> _Exercise task_
Rewrite these records, swapping "segmenter" for "outliner" wherever it occurs and leaving everything else unchanged.

> _Object outline annotations_

---*---

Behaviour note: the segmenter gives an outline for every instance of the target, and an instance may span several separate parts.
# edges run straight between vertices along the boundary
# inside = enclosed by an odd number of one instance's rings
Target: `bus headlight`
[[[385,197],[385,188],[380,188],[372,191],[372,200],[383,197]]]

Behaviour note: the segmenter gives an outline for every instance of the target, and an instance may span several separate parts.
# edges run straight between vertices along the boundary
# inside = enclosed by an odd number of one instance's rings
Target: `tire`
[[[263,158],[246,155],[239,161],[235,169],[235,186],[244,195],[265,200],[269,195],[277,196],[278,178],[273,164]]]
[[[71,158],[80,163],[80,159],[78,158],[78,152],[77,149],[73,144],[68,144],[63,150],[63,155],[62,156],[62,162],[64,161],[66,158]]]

---*---

> _In response_
Behaviour note: the outliner gives an outline for every instance of the target, and an instance may span several separate parts.
# edges run straight between vertices along the boundary
# inside = enclosed by an odd number of one instance's rings
Target: `bus headlight`
[[[385,197],[385,188],[380,188],[372,191],[372,200],[383,197]]]

Behaviour note: the outliner gives an outline for every instance of the target, and an instance may span several separate parts.
# edges run straight between vertices along the boundary
# inside = enclosed by an odd number of one instance's rings
Target: `tire`
[[[263,158],[246,155],[239,161],[235,169],[235,186],[244,195],[265,200],[269,195],[277,196],[278,178],[273,164]]]
[[[71,158],[80,163],[80,159],[78,158],[78,152],[77,149],[73,144],[68,144],[63,150],[63,155],[62,156],[62,162],[64,161],[66,158]]]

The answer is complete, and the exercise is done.